#### AIM OF THE EXERCISE
Set down exactly each line of the entries below, beginning at the one that contains "Where can you see the tree" and ending at the last, and no others.

(Stored data entries)
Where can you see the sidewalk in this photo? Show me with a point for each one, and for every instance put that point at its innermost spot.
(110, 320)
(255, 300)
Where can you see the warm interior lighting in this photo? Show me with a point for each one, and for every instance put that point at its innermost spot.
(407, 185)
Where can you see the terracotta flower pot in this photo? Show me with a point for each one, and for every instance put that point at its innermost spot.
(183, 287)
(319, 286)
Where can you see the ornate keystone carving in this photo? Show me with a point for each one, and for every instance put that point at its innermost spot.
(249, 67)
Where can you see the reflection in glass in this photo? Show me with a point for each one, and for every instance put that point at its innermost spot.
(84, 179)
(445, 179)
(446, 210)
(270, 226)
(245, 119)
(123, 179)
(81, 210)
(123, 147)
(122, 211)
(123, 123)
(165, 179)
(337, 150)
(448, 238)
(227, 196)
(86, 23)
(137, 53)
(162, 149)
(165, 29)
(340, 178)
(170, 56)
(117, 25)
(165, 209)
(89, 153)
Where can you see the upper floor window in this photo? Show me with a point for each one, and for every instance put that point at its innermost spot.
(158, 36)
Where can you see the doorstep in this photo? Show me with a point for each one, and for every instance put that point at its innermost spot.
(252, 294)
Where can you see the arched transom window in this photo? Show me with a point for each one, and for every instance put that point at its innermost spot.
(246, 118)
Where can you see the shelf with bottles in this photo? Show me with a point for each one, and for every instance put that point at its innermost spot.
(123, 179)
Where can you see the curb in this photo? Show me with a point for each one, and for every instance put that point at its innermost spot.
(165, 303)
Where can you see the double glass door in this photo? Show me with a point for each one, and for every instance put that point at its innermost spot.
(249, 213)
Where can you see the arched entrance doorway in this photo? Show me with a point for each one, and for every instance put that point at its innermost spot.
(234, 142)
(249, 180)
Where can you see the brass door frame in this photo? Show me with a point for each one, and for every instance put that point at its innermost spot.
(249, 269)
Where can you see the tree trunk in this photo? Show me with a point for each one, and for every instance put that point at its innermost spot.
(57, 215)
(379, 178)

#### OUTPUT
Where can you see the tree trunk in this photo? Show me with a point for each one, and for every instance put that point at its innermost spot.
(57, 215)
(379, 178)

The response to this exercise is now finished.